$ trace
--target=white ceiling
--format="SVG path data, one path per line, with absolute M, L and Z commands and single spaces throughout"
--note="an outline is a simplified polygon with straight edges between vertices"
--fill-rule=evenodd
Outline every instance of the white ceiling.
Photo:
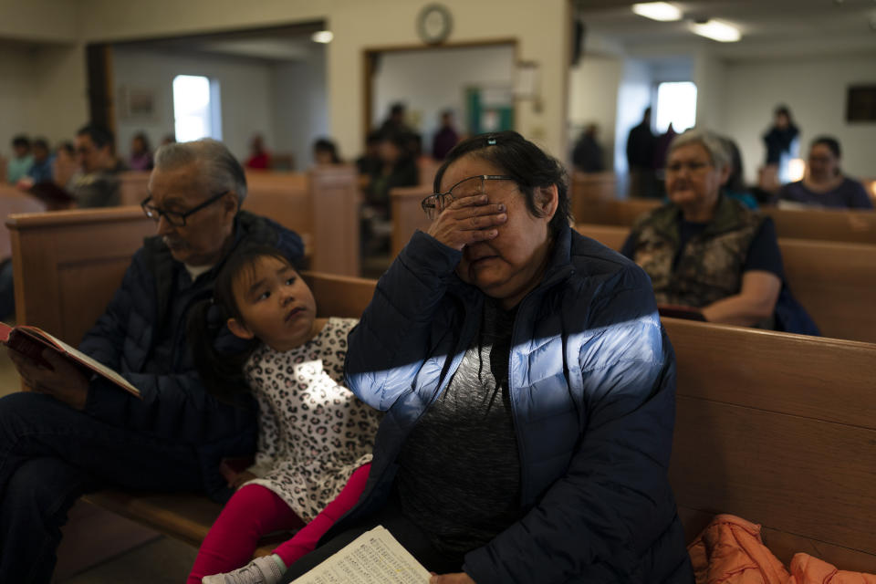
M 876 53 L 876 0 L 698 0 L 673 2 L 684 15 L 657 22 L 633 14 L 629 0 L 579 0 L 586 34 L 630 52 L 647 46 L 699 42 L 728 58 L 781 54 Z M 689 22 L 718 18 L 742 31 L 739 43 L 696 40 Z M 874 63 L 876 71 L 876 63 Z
---
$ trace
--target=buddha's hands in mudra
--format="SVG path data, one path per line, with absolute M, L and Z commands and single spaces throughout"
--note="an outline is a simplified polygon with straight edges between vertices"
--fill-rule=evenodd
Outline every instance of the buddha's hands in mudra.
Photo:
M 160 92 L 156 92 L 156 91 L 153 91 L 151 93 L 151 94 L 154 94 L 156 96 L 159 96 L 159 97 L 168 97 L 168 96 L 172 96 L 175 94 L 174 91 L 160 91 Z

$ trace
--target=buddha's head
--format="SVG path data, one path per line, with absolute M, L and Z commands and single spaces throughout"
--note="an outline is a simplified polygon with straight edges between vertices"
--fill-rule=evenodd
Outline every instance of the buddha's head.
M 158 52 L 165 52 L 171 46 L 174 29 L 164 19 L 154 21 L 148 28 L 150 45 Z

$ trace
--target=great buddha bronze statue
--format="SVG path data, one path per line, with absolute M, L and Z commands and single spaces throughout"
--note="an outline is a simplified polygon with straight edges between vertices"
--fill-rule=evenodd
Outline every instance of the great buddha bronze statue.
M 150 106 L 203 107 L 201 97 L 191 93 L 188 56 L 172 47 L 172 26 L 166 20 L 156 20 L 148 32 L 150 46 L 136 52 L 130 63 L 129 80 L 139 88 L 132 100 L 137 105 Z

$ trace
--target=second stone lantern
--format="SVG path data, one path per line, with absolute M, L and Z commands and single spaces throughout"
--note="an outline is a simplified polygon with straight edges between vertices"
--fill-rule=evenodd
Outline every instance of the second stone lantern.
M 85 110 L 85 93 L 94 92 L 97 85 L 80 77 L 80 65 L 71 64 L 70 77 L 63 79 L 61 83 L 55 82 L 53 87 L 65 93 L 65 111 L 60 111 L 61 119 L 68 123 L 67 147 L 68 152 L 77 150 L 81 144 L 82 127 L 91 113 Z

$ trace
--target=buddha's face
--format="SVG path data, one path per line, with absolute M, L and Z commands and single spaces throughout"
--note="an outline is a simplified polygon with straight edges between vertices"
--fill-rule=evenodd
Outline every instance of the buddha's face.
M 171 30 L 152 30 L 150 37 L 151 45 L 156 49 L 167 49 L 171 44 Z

▶ **WRITTEN REQUEST**
Pull out every line in the material above that has the word "white" in it. Case counts.

▶ **THE RESULT**
--target=white ceiling
Outline every instance of the white ceiling.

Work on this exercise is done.